TASK BRIEF – Give every line from the start of the records through the line with "112;336;397;517" as a JSON list of strings, one string per line and no blank lines.

MATERIAL PROVIDED –
☆ ☆ ☆ ☆ ☆ ☆ ☆

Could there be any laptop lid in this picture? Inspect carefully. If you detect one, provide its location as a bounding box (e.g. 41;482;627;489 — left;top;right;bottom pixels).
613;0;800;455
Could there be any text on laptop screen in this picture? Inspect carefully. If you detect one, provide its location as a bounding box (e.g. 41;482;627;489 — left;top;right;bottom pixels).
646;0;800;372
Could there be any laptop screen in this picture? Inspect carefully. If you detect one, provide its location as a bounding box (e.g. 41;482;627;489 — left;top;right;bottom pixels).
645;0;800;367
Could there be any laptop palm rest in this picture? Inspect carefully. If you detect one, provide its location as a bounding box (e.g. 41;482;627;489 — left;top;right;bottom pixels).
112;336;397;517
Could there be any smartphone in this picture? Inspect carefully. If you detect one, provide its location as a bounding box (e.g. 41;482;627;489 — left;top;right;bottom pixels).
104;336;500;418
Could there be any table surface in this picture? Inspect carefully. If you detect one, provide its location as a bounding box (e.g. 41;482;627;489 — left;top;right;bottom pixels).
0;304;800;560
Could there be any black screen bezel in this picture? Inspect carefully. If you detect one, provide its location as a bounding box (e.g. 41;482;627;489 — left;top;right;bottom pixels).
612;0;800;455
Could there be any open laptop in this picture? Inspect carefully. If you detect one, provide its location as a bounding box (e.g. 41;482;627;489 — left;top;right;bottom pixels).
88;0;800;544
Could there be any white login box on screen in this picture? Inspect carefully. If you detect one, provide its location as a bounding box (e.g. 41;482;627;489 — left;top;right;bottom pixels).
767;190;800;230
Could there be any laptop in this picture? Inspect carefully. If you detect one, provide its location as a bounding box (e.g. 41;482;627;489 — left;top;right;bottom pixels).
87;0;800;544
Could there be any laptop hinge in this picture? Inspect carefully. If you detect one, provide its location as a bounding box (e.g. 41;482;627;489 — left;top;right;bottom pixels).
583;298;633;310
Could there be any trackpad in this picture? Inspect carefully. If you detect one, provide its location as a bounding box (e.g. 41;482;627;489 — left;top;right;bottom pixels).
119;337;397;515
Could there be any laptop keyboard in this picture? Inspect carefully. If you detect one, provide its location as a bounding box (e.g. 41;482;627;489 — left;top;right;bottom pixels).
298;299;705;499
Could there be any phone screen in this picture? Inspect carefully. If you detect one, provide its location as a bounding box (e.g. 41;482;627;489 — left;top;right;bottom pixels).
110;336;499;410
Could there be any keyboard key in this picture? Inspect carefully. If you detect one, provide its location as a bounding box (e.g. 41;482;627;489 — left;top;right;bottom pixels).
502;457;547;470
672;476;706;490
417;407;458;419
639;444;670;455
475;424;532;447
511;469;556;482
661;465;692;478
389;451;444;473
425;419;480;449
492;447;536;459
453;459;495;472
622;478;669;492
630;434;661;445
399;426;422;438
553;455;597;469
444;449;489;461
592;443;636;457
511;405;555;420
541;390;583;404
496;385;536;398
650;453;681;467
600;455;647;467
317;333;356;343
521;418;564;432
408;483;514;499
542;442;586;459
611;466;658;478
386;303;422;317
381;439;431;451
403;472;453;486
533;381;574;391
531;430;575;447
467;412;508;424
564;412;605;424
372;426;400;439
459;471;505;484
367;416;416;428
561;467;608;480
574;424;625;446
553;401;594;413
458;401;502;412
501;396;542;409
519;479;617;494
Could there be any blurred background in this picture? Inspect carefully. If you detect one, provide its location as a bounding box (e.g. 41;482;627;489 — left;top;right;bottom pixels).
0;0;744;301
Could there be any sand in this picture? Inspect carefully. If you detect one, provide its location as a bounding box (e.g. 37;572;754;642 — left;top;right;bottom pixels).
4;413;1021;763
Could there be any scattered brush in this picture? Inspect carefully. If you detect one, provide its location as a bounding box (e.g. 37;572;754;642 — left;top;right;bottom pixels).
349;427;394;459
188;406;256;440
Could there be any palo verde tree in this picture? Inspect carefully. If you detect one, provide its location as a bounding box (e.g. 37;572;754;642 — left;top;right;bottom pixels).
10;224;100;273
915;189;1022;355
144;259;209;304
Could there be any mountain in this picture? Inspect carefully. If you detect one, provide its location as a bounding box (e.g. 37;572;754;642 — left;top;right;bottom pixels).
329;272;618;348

☆ ☆ ☆ ☆ ☆ ☆ ☆

SOLUTION TO THIS PROBLEM –
[
  "Could there be any laptop lid in this picture? Inspect carefully. If you detect one, provide its location as a bounding box (e.g. 41;482;627;489 — left;top;right;bottom pixels).",
  "613;0;800;455",
  "Could there be any text on laptop screen in this picture? Inspect carefully. If you detect one, provide its location as a bounding box (e.g. 41;482;627;489 — left;top;right;bottom pixels).",
  "646;0;800;372",
  "Could there be any laptop screen in this picture? Inspect carefully. If you detect one, provide its location as a bounding box (e.g. 41;482;627;489 — left;top;right;bottom pixels).",
  "645;0;800;367",
  "Could there be any laptop palm rest in this picture? Inspect carefully. If you detect one, provide its location as a bounding box (e.g. 41;482;627;489 — left;top;right;bottom pixels).",
  "112;336;397;517"
]